## PROBLEM STATEMENT
Each line below must be reproduced exactly.

══ DATA FOR REVIEW

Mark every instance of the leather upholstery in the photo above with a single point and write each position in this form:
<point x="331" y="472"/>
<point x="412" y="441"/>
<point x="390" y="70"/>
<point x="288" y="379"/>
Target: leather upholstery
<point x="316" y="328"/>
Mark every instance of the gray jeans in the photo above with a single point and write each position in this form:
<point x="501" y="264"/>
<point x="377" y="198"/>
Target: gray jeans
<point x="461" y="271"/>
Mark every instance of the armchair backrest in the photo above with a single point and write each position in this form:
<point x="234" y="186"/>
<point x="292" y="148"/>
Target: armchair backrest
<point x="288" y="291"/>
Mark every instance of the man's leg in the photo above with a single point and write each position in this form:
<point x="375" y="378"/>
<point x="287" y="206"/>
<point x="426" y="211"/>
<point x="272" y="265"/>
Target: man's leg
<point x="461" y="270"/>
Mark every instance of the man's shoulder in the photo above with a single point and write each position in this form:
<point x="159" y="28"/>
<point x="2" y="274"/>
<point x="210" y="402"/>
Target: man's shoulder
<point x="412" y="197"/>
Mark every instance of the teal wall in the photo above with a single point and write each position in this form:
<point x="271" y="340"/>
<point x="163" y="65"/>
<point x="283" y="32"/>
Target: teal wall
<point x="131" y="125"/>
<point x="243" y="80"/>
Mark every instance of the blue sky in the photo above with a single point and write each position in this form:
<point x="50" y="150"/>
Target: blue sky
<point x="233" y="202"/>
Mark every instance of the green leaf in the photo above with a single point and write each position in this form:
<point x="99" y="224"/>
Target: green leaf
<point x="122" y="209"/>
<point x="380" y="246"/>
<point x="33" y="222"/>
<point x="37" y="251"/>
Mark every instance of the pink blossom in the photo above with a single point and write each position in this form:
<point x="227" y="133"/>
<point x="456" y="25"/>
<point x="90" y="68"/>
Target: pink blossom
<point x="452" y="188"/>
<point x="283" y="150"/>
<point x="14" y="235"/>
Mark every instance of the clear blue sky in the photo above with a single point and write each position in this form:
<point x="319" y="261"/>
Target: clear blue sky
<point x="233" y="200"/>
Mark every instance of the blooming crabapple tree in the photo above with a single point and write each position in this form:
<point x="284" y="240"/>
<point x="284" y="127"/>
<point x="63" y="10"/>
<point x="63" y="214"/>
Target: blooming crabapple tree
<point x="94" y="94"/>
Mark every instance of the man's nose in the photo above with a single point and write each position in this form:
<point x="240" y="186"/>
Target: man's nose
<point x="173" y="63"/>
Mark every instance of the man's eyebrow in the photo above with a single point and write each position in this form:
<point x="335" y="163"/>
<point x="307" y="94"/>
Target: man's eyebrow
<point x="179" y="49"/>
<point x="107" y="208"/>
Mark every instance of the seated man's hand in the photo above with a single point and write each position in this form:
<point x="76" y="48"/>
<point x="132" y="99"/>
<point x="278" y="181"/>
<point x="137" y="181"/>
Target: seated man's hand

════

## SOLUTION
Mark every instance of the leather upholstery in the photo above with a single point and write each position in this form:
<point x="331" y="472"/>
<point x="412" y="441"/>
<point x="390" y="70"/>
<point x="288" y="379"/>
Target: leather upholstery
<point x="316" y="328"/>
Mark every instance of the gray jeans in the photo above with a single point and write each position in this form:
<point x="501" y="264"/>
<point x="377" y="198"/>
Target: gray jeans
<point x="461" y="271"/>
Mark every instance of the armchair backrest in the photo above with a single point and write each position in this form:
<point x="234" y="186"/>
<point x="292" y="148"/>
Target: armchair backrest
<point x="288" y="291"/>
Mark every instance of the man's leg in the photo above with a single point and write each position in this form:
<point x="375" y="378"/>
<point x="287" y="206"/>
<point x="426" y="211"/>
<point x="272" y="265"/>
Target: man's leg
<point x="461" y="270"/>
Mark every instance of the man's shoulder in the photo above with a single point and write each position in this form:
<point x="159" y="28"/>
<point x="2" y="274"/>
<point x="210" y="402"/>
Target: man's shoulder
<point x="412" y="197"/>
Mark every instance of the teal wall in the photo above with a single point and write each position in this form:
<point x="271" y="340"/>
<point x="163" y="65"/>
<point x="283" y="32"/>
Target: teal wall
<point x="131" y="125"/>
<point x="243" y="80"/>
Mark every instance of the blue sky in the photo above with a single point and write each position in this form:
<point x="50" y="150"/>
Target: blue sky
<point x="233" y="202"/>
Mark every instance of the green leaf in the photo above with a single point and write each position in this form:
<point x="99" y="224"/>
Target: green leaf
<point x="122" y="209"/>
<point x="380" y="246"/>
<point x="33" y="222"/>
<point x="37" y="251"/>
Mark every instance of the pink blossom in the photo above with a single point and write each position in this form:
<point x="227" y="133"/>
<point x="456" y="25"/>
<point x="90" y="68"/>
Target: pink blossom
<point x="452" y="188"/>
<point x="283" y="150"/>
<point x="14" y="235"/>
Mark every instance of the clear blue sky in the photo above with a single point and write each position in this form:
<point x="319" y="261"/>
Target: clear blue sky
<point x="233" y="200"/>
Mark every instance of the blooming crabapple tree in the photo above with a single point and write each position in this form:
<point x="284" y="240"/>
<point x="284" y="127"/>
<point x="63" y="10"/>
<point x="63" y="214"/>
Target: blooming crabapple tree
<point x="94" y="94"/>
Mark every instance of the man's nose in the photo above with a single point and write each position in this form:
<point x="240" y="186"/>
Target: man's nose
<point x="173" y="63"/>
Mark every instance of the man's eyebrow in the photo above with a single point and write each position in this form:
<point x="335" y="163"/>
<point x="307" y="94"/>
Target: man's eyebrow
<point x="179" y="49"/>
<point x="107" y="208"/>
Mark every instance of the seated man's hand in the photo above with a single point and write each position in this form:
<point x="76" y="48"/>
<point x="132" y="99"/>
<point x="278" y="181"/>
<point x="137" y="181"/>
Target: seated man's hand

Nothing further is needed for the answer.